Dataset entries
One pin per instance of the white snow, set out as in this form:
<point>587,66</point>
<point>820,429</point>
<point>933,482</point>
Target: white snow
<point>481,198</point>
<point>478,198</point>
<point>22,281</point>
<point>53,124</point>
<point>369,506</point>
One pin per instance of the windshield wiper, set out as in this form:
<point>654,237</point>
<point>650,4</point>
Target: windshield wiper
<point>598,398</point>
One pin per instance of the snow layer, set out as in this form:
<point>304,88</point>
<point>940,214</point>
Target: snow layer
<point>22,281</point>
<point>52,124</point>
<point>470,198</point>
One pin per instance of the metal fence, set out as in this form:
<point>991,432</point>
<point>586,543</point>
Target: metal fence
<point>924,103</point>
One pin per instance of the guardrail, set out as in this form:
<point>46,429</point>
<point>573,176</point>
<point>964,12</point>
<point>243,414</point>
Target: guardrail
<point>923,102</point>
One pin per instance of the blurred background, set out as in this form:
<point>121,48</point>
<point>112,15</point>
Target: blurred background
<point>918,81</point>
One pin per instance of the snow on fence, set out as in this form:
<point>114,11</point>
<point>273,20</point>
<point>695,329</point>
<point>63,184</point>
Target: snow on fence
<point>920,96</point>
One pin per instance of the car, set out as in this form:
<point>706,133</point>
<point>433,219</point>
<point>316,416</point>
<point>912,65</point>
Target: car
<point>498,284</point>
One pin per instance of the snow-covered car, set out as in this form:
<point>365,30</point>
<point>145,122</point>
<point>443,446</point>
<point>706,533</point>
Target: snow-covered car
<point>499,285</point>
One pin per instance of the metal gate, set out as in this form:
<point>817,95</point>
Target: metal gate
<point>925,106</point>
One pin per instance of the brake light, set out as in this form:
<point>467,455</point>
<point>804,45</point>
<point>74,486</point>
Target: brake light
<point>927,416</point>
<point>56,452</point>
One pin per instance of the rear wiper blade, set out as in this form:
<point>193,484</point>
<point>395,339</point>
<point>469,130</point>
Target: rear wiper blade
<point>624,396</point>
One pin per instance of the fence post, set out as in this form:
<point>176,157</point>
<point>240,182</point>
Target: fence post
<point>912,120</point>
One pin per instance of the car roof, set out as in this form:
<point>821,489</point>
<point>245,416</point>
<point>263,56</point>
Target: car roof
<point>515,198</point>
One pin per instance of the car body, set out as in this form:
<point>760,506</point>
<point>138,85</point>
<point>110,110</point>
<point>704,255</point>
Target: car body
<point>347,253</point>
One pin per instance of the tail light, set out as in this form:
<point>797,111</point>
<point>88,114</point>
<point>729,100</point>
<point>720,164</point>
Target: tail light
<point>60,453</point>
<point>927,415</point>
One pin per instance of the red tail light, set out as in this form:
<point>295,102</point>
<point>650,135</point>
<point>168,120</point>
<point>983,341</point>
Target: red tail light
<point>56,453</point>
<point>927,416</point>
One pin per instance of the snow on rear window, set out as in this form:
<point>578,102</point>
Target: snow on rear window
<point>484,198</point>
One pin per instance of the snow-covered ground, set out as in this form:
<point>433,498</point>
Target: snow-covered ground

◆ What to produce ◆
Exactly as given, repeat every record above.

◆ Answer ◆
One pin per instance of the white snow, set out as in this form:
<point>587,66</point>
<point>820,429</point>
<point>933,482</point>
Target: white snow
<point>481,198</point>
<point>478,198</point>
<point>22,281</point>
<point>53,124</point>
<point>369,506</point>
One pin per instance of the windshield wiper, set out as in this form:
<point>654,237</point>
<point>650,4</point>
Target: windshield wiper
<point>598,398</point>
One pin per instance of the snow layer, set out as in this form:
<point>304,88</point>
<point>940,214</point>
Target: snow layer
<point>22,281</point>
<point>52,124</point>
<point>470,198</point>
One pin per instance of the metal fence, set out as in this form:
<point>991,432</point>
<point>586,543</point>
Target: metal fence
<point>924,103</point>
One pin per instance of the guardrail, set out as in this form:
<point>46,429</point>
<point>573,176</point>
<point>964,12</point>
<point>243,414</point>
Target: guardrail
<point>923,102</point>
One pin per instance of the blurred background, set out as in this form:
<point>121,48</point>
<point>112,15</point>
Target: blurred background
<point>918,81</point>
One pin per instance of the snow on fence, set out as in this form:
<point>114,11</point>
<point>273,20</point>
<point>695,329</point>
<point>63,184</point>
Target: snow on fence
<point>920,96</point>
One pin per instance of the car, set out as in this form:
<point>706,133</point>
<point>433,219</point>
<point>316,416</point>
<point>912,65</point>
Target: car
<point>498,284</point>
One pin per instance of the snow-covered car, set out as in this form:
<point>365,30</point>
<point>145,122</point>
<point>443,446</point>
<point>706,533</point>
Target: snow-covered car
<point>499,285</point>
One pin per instance of the metal gate, set out as in this form:
<point>817,95</point>
Target: metal gate
<point>925,106</point>
One pin per instance of the brake light, set out as in this form:
<point>467,455</point>
<point>804,45</point>
<point>74,486</point>
Target: brake light
<point>927,416</point>
<point>56,452</point>
One pin per instance of the rear wiper blade, set out as in this form:
<point>193,484</point>
<point>395,339</point>
<point>469,130</point>
Target: rear wiper blade
<point>624,396</point>
One pin per instance of the fence post, set out as in this form:
<point>176,157</point>
<point>240,182</point>
Target: fence post
<point>912,120</point>
One pin per instance of the car roof, set out as in this form:
<point>821,489</point>
<point>245,416</point>
<point>263,56</point>
Target: car roof
<point>515,198</point>
One pin per instance of the car body, set out as in this form:
<point>760,506</point>
<point>138,85</point>
<point>110,110</point>
<point>704,255</point>
Target: car body
<point>347,253</point>
One pin per instance of the tail light, set out as in this form:
<point>797,111</point>
<point>88,114</point>
<point>729,100</point>
<point>720,164</point>
Target: tail light
<point>60,453</point>
<point>927,415</point>
One pin per instance of the red tail light, set out as in this form:
<point>295,102</point>
<point>650,135</point>
<point>168,120</point>
<point>983,341</point>
Target: red tail light
<point>56,453</point>
<point>927,416</point>
One pin per instance of the snow on rear window, set out as in this form:
<point>578,102</point>
Target: snow on rear window
<point>484,198</point>
One pin per instance of the snow-covered ground, set out as in this form:
<point>433,498</point>
Target: snow-covered ground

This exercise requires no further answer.